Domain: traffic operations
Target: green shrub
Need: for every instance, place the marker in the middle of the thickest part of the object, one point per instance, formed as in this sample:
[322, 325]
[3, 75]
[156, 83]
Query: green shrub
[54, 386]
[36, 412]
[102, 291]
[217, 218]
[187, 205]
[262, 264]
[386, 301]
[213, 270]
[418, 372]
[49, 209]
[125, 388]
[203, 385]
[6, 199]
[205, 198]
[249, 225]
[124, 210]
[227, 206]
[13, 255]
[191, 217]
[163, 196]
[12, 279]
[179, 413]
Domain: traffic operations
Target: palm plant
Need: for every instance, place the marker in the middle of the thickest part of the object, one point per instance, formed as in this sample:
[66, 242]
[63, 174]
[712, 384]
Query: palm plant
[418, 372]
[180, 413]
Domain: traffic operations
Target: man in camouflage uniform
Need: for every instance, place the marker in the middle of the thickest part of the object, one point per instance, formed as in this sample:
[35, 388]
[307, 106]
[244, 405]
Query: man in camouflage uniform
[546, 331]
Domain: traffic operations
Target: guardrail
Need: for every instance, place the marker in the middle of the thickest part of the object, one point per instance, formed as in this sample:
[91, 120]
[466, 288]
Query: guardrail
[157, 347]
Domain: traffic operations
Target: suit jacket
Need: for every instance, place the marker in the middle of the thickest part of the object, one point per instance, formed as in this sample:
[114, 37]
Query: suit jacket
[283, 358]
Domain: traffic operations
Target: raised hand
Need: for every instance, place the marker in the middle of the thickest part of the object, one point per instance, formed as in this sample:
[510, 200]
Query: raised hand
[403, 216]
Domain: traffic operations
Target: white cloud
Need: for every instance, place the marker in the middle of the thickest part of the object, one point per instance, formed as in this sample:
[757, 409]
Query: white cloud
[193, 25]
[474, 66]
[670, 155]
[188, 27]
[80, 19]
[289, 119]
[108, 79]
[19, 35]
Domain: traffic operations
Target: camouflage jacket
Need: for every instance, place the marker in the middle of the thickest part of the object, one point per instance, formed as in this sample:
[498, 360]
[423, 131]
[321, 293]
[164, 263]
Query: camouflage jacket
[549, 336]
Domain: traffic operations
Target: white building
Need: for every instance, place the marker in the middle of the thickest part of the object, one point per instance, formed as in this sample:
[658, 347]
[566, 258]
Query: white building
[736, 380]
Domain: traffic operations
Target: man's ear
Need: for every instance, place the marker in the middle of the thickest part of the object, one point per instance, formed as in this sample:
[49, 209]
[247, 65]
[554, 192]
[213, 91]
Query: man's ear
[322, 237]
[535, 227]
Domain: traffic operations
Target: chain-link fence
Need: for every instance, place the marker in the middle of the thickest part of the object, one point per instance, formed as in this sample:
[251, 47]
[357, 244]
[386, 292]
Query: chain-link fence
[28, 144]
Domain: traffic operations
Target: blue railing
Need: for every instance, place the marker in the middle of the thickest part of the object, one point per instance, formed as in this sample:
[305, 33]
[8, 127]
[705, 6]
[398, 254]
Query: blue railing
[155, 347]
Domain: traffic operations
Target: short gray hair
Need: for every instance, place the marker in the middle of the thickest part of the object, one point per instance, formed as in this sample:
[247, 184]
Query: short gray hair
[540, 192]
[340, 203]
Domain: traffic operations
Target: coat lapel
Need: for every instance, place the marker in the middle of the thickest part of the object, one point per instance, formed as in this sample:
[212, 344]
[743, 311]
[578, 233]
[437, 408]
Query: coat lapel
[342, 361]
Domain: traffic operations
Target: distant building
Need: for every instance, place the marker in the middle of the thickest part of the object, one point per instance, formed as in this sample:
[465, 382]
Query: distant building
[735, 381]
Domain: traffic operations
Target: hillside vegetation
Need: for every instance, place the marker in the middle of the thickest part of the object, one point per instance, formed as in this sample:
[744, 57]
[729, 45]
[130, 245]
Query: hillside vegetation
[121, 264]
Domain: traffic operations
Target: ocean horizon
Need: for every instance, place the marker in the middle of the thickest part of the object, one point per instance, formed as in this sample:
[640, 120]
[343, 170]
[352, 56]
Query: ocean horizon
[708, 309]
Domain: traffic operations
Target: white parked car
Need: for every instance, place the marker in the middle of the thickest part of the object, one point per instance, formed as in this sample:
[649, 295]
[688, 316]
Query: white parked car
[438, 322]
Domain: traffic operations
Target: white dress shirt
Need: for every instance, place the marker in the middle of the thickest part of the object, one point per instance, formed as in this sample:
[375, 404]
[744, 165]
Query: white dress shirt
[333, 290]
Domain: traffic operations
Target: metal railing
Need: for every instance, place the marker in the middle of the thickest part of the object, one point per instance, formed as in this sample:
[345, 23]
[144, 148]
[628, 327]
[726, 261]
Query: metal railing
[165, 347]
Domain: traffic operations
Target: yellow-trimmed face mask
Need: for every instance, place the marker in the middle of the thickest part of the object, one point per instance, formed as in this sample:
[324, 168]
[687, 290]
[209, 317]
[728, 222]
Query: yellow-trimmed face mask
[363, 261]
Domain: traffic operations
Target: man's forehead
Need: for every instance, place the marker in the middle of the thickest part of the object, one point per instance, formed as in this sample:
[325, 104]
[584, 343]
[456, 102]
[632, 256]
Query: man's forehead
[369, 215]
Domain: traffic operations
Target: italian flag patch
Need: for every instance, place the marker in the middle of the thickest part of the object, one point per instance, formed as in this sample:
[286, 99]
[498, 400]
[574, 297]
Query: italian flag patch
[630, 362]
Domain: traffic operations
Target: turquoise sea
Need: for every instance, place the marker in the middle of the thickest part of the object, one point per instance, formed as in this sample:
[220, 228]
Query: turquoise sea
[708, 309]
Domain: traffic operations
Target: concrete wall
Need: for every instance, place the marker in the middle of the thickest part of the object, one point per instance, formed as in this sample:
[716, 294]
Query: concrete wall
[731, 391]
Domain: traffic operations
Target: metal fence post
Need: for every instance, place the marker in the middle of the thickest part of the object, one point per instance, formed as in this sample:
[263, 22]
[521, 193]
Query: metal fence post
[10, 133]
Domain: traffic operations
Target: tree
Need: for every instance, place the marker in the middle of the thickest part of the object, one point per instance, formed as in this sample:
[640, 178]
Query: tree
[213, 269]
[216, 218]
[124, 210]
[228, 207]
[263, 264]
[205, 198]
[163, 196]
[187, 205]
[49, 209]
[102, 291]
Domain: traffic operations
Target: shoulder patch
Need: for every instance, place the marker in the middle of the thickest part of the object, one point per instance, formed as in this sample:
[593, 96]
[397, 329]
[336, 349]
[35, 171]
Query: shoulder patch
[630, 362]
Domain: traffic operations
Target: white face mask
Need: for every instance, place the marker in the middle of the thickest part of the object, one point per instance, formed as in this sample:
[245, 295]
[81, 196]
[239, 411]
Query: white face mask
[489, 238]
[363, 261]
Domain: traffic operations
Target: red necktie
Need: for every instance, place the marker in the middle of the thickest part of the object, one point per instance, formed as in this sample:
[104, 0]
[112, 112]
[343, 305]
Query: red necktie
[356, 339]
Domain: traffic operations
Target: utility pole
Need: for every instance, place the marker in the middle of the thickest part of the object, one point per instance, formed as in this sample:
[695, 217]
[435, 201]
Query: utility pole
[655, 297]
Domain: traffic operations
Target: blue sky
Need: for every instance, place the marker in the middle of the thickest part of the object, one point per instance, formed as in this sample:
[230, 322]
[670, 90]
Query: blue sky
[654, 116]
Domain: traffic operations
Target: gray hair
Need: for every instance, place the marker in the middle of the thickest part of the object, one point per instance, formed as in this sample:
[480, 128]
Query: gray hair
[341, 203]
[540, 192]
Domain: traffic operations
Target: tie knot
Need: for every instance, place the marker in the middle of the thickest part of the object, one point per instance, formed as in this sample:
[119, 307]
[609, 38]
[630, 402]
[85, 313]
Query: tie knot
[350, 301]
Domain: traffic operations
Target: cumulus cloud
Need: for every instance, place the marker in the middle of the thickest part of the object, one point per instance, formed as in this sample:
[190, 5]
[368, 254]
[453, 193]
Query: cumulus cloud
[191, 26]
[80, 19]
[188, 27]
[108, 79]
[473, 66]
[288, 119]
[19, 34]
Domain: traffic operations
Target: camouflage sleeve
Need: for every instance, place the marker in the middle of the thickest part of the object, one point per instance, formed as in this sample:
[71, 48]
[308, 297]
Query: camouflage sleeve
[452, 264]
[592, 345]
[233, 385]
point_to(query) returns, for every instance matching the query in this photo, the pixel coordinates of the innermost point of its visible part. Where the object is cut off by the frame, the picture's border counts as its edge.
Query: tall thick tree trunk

...

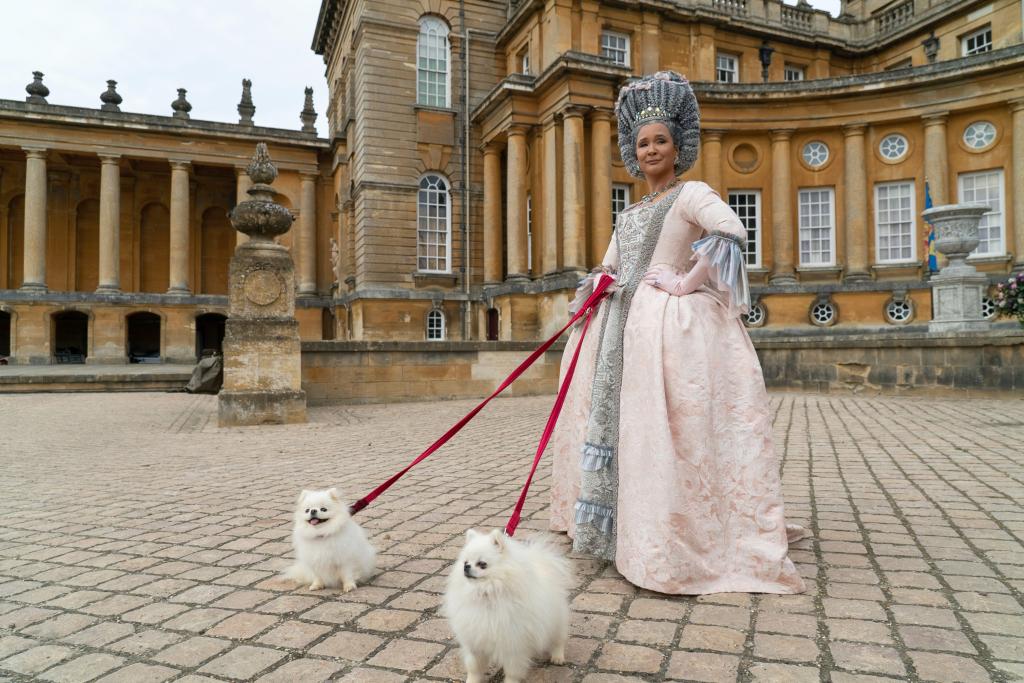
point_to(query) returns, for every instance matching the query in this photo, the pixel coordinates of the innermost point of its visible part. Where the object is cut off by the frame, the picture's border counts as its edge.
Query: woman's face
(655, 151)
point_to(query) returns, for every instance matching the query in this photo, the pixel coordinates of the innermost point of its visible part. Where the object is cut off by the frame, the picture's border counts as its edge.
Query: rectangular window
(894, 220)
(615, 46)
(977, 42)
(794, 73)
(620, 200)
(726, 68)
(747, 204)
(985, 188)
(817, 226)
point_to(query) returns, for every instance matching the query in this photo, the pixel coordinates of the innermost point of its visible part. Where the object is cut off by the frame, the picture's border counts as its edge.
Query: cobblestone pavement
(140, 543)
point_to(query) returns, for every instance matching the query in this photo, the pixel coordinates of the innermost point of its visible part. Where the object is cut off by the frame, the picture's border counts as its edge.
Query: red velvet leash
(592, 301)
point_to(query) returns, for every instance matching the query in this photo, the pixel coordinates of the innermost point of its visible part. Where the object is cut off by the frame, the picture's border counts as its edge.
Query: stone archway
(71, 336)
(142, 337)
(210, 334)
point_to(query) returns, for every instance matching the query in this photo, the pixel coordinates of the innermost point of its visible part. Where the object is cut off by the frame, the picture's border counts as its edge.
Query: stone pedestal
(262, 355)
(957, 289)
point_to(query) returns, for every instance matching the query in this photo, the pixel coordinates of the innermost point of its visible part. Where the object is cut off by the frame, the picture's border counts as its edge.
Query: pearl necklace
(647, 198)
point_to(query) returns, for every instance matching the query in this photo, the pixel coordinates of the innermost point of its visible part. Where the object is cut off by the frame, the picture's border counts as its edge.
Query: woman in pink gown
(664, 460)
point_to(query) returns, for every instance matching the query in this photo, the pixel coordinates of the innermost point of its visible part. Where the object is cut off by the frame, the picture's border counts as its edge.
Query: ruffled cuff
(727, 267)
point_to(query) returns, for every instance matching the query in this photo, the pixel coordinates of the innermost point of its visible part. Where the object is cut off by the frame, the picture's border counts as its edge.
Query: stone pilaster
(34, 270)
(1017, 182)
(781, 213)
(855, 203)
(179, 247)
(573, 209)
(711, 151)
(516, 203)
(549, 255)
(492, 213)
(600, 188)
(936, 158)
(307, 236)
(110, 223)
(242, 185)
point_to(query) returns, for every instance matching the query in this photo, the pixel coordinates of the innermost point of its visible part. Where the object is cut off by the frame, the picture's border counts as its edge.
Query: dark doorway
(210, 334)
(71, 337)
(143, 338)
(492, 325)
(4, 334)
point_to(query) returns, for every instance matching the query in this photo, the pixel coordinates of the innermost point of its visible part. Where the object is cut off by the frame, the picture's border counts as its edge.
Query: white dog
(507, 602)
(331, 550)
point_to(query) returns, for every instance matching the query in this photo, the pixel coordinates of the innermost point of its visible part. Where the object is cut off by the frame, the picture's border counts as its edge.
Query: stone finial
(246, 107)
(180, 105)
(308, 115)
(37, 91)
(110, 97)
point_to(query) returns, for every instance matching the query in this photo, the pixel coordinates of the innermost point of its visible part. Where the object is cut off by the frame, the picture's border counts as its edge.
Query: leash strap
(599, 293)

> Your instructions:
Please list every line of the data above that contains the string "white", matching case exactly.

> Completed task:
Target: white cloud
Query: white cloud
Target: white building
Query: white building
Target: white parked car
Query: white parked car
Target: white dress shirt
Query: white dress shirt
Target: white face mask
Query: white face mask
Query: white dog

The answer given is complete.